[Supplied data]

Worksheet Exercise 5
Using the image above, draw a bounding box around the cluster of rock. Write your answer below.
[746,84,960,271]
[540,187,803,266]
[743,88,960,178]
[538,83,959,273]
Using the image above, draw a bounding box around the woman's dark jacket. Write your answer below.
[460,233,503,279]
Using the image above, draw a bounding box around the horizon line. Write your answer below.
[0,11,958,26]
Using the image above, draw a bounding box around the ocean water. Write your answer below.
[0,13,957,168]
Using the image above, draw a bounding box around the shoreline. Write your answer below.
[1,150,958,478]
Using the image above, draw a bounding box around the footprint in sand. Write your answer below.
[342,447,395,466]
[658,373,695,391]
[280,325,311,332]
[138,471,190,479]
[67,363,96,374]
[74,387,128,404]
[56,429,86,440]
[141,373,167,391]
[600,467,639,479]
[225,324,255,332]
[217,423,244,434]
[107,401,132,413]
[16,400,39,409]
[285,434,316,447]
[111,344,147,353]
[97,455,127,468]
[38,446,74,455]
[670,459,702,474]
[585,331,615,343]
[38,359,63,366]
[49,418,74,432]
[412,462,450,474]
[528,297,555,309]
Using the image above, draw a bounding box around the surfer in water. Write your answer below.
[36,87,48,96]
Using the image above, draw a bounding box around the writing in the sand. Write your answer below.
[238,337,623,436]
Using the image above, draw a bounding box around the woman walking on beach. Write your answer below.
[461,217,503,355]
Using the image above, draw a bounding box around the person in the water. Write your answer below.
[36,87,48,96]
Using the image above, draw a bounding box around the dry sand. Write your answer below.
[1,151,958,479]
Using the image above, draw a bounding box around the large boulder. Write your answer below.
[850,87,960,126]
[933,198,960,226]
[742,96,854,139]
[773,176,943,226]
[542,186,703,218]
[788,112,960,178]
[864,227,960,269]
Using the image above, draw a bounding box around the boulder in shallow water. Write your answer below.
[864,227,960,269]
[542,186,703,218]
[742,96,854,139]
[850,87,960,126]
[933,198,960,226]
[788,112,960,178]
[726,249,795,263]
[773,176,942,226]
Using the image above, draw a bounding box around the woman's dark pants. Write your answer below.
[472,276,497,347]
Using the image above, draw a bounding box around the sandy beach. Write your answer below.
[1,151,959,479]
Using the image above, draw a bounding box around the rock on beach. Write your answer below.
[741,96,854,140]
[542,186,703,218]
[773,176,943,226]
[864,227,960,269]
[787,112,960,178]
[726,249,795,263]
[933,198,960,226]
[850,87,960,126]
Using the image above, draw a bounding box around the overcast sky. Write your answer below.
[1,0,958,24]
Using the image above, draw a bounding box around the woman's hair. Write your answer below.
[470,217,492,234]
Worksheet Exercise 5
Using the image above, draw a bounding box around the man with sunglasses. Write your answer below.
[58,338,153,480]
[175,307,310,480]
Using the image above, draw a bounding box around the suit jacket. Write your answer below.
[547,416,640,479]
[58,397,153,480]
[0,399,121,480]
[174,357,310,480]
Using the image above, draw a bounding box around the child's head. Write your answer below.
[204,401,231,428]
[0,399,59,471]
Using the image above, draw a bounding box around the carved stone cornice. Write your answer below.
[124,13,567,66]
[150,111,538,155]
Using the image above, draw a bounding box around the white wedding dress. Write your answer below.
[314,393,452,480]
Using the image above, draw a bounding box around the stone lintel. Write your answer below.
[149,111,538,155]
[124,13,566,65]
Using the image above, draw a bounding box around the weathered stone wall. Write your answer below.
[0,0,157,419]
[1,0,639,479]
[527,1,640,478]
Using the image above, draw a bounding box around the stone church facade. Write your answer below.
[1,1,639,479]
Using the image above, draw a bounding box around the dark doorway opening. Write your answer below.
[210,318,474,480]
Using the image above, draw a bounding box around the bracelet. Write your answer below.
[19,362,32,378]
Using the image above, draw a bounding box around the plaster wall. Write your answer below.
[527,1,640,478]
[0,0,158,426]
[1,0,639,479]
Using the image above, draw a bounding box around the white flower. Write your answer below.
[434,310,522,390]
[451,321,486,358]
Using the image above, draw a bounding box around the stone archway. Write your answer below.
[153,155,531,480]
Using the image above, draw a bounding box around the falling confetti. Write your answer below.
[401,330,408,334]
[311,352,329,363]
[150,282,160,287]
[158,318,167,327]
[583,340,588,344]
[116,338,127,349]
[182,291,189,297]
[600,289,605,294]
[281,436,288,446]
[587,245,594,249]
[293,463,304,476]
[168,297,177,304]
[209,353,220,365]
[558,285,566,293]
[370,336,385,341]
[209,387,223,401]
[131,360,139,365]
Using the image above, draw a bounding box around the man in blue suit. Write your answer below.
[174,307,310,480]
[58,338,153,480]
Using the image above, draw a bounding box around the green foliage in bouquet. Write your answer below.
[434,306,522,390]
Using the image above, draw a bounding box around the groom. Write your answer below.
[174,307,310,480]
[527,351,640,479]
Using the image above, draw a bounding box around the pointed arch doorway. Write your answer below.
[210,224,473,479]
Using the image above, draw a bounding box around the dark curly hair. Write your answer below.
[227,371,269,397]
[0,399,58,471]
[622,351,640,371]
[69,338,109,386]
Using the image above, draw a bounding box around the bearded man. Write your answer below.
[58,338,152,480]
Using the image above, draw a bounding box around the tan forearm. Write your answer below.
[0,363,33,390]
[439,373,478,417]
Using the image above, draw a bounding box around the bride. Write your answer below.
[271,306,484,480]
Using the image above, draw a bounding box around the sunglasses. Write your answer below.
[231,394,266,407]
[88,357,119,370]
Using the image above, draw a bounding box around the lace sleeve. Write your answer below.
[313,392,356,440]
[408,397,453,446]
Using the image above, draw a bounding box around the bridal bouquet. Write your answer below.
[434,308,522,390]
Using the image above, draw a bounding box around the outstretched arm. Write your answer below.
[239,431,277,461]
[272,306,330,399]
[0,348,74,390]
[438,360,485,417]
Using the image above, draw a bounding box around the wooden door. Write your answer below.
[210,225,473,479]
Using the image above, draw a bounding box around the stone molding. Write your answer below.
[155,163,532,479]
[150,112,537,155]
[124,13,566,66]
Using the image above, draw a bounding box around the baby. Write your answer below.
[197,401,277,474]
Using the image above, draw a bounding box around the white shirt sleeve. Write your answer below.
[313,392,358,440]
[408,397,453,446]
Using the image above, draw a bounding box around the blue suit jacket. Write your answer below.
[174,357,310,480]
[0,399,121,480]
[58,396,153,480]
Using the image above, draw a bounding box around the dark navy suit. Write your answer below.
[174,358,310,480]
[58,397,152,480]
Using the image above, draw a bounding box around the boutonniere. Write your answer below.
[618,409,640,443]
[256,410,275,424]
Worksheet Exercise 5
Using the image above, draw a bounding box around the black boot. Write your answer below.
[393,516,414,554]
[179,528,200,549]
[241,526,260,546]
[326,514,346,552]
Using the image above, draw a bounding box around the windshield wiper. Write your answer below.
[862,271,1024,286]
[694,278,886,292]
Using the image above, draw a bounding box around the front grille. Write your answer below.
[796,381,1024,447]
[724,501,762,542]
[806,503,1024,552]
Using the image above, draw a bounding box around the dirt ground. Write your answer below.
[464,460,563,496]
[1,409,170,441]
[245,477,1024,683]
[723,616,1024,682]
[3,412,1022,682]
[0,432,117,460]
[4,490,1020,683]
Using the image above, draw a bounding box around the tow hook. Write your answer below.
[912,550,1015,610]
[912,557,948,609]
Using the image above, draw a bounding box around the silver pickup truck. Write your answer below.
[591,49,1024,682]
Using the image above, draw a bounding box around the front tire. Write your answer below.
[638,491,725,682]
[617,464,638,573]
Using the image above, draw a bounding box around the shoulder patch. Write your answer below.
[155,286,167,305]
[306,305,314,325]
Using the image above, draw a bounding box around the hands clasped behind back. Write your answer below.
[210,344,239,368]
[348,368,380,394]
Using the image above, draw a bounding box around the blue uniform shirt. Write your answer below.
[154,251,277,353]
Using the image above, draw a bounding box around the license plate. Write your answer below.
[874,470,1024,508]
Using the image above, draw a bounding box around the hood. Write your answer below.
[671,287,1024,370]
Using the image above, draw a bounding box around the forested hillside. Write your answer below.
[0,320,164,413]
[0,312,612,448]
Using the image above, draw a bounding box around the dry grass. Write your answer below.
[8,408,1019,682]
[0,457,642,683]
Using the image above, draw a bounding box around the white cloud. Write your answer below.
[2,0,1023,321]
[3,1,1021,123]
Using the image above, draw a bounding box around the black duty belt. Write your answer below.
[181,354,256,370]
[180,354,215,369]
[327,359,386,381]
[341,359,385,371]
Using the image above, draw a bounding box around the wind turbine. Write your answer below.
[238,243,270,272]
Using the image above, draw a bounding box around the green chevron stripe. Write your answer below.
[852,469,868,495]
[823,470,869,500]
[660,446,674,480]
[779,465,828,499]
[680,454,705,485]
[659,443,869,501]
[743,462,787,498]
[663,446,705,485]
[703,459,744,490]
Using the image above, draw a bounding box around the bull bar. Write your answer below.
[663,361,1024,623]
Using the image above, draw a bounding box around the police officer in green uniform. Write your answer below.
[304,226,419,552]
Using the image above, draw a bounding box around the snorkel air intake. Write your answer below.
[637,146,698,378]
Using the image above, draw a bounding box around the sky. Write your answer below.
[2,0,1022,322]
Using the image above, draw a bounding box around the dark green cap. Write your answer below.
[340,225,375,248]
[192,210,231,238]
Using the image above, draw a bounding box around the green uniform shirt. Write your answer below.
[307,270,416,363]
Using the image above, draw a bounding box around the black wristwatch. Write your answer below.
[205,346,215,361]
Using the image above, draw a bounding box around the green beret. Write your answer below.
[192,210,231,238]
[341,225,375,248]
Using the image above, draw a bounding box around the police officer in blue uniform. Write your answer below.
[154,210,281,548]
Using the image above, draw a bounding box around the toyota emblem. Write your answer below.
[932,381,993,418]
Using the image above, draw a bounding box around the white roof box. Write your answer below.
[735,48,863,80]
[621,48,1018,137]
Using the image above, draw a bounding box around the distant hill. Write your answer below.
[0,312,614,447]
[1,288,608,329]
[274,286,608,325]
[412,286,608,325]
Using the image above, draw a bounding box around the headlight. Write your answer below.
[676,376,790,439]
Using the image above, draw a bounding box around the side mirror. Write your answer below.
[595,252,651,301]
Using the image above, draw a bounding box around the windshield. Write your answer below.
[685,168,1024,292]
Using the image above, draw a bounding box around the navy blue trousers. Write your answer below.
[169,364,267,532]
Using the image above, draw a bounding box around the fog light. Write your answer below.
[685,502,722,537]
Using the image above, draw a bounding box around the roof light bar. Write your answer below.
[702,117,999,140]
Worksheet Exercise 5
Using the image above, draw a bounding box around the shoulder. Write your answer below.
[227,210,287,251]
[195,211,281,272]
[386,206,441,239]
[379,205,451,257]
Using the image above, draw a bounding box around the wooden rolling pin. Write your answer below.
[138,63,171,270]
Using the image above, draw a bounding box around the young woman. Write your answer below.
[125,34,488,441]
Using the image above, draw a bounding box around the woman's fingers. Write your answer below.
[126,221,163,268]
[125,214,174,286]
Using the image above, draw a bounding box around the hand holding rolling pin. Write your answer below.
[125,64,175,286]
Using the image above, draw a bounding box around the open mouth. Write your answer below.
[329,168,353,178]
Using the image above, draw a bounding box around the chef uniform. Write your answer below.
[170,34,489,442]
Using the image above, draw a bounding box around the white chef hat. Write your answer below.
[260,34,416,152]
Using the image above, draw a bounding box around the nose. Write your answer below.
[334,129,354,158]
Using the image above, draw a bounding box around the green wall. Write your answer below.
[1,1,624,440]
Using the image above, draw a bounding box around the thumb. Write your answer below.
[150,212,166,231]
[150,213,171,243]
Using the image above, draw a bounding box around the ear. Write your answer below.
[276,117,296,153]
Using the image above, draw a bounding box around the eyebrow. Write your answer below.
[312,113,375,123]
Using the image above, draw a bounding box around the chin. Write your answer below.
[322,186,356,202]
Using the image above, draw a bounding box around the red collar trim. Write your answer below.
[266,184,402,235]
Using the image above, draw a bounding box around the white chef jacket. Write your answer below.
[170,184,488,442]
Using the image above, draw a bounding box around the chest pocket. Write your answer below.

[Exercise] Print nothing but the lines from the line with "Using the image above, draw a bounding box around the open" to the last line of the records above. Both of those lines count.

[Response area]
Using the image above, draw a bounding box around the open mouth. Write your answer below.
[329,168,353,178]
Using the image above, draw a bounding box around the chef uniform. Write your answer below.
[170,34,489,442]
Using the image above, draw a bounding box around the white chef hat. Write your answer below.
[260,34,416,152]
Using the image above, draw a bounding box around the nose. Write your answer below.
[334,129,354,158]
Using the image above, draw a bounding box around the green wall. Write your answer below.
[1,1,624,440]
Using the image above, draw a bounding box around the thumb. Write your answer below.
[150,212,166,231]
[150,213,171,243]
Using the image above, draw a bounding box around the ear. Write your answer below.
[276,117,296,153]
Using the image above, draw a bounding box around the eyebrow. Write your answer below.
[312,113,375,123]
Using the image above, draw a bounding box around the chin. Write your answer below.
[322,186,356,202]
Using the image above, draw a bounding box around the red collar trim. Write your answer below.
[266,184,402,235]
Using the image above, draw a bounding box around the white chef jacket. Write your answer below.
[170,184,488,442]
Using the image above, draw a bounding box around the chest pocket. Write your answer below.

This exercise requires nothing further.